## TEXT TO READ

---

New York City's long-awaited congestion pricing scheme has overcome a major hurdle as the Federal Highway Administration (FHWA) granted near-final approval for tolling motorists who drive in Manhattan below 60th Street. This development marks a significant step forward in implementing the program, which was initially approved four years ago for a subset of drivers in the Big Apple. The recently announced requirements provide more clarity on how the tolling process operates and sheds some light on various economic principles at play.
Traffic congestion is a classic example of negative externalities. Individuals make decisions about whether to drive based on their own costs and benefits, but when too many people hop in their cars to drive to work, the roads become congested. This congestion imposes a cost not only on the drivers but also to society beyond the direct participants in traffic. There are a number of external costs associated with traffic congestion, including:
Increased travel times and delays for all drivers
Frustration that impacts productivity, quality of life, and overall well-being
High fuel consumption and emissions
Increased strain on infrastructure
Thus, traffic congestion exemplifies the negative spillover effects that arise when individual decisions to use roads collectively result in a suboptimal outcome for society as a whole. Congestion pricing aims to reduce traffic congestion in busy urban areas by charging drivers a fee to enter designated zones that are prone to congestion. The pricing scheme incorporates several economic principles, and policymakers hope to achieve multiple objectives beyond reducing traffic volume and improving air quality, including generating revenue for mass transit improvements and addressing social justice concerns.
Instead of charging a single toll rate to drive among the core area of Manhattan, the Metropolitan Transportation Authority (MTA) will take a more market-based approach by charging toll rates between $5 to $23 depending on the time of day. A market-based pricing approach ensures that toll rates reflect the demand for road usage during different times of day, discouraging peak-hour driving and incentivizing alternative transportation options. It aligns more closely with the concepts of supply and demand, where higher prices during popular time periods encourage drivers to seek alternatives or drive into the city during non-peak hours.

---

## GIVEN ENTRIES
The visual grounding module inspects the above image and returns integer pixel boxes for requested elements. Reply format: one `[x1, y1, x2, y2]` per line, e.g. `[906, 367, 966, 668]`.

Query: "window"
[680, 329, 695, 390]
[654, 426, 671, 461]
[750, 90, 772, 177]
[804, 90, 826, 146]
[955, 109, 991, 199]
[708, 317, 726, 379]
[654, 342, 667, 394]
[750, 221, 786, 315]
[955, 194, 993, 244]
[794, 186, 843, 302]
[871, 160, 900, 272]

---

## WORK TO BE COMPLETED
Please answer these questions from the congestion pricing text:
1. Which federal agency granted near-final approval for the tolling?
2. Drivers below which street in Manhattan will be tolled?
3. What range of toll rates will the Metropolitan Transportation Authority charge?

## FINAL ANSWER
1. The Federal Highway Administration (FHWA).
2. 60th Street.
3. Between $5 and $23, depending on the time of day.